Summer is right around the corner, which means days will be spent grilling outside, kids will be at the pool, and there won’t be a care in the world; except for what you are putting into your body.

It’s easy to grab a refreshing soda; but, what is all that carbonation and sugar doing to your body? As the rise in numbers of those grabbing soft drinks as a choice of beverage goes up, so do the number of new side effects. Thousands of people are being admitted into hospitals daily because of over consumption of carbonated, sugary beverage drinks. Asthma, tooth enamel decay, heart disease, sugar overload, kidney issues, reproductive issues, osteoporosis, and obesity are all leading causes and diseases associated with drinking these beverages.

The effects of drinking just one can of soda are almost immediate. After 20 minutes, you have consumed 100% of your recommended daily intake of sugar. Within those 20 minutes your blood sugar spikes, causing your body to trick the liver into converting all sugars into fat. Within 40 minutes, the absorption of caffeine is complete, and the rest of your body responds to that. Meaning, your pupils dilate, your blood pressure rises, and your livers dump even more sugar into your bloodstream. This is all within the first hour… Over time, a couple of sodas a day will start to affect every part of your body including your brain, heart, lungs, and teeth.
***
Activities:
(1) According to the passage on soda's effects on the body, how long does it take for caffeine absorption to be complete after drinking one can?
(2) Extend the passage on soda's effects on the body with a few more sentences, picking up right after its final sentence.
The data that follows comes from a separate source.

Dataset extract:
***
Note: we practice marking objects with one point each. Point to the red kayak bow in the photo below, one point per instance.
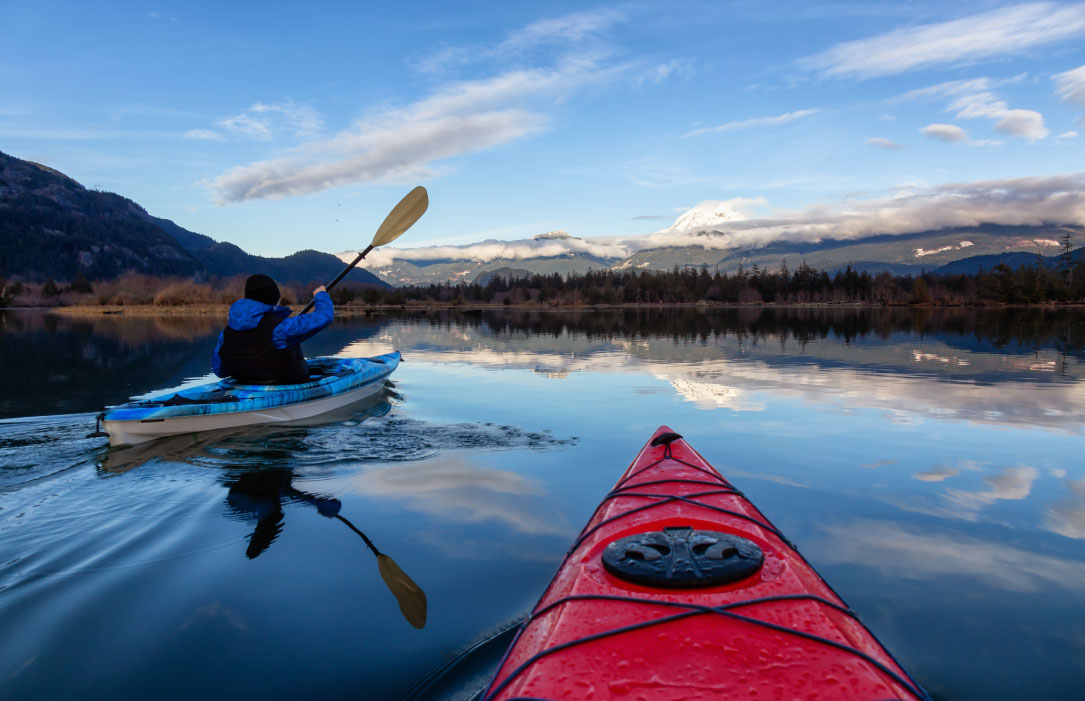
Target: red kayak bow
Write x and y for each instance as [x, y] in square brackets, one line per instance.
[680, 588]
***
Expected results:
(1) Within 40 minutes.

(2)
A study published in the journal Neuroscience found that excessive amounts of added sugar can interfere with a large amount of your neurological processes, affecting mainly your memory making. With inadequate neuroprocessing levels everyday cognitive tasks like learning and memory become more difficult. In 2012, a study was conducted at Harvard University that found that those who drank only one can of soda a day drastically increased their risk of chronic heart disease. Compared to those who drink little to no soda, those who drank the most were 20% more likely to have a heart attack.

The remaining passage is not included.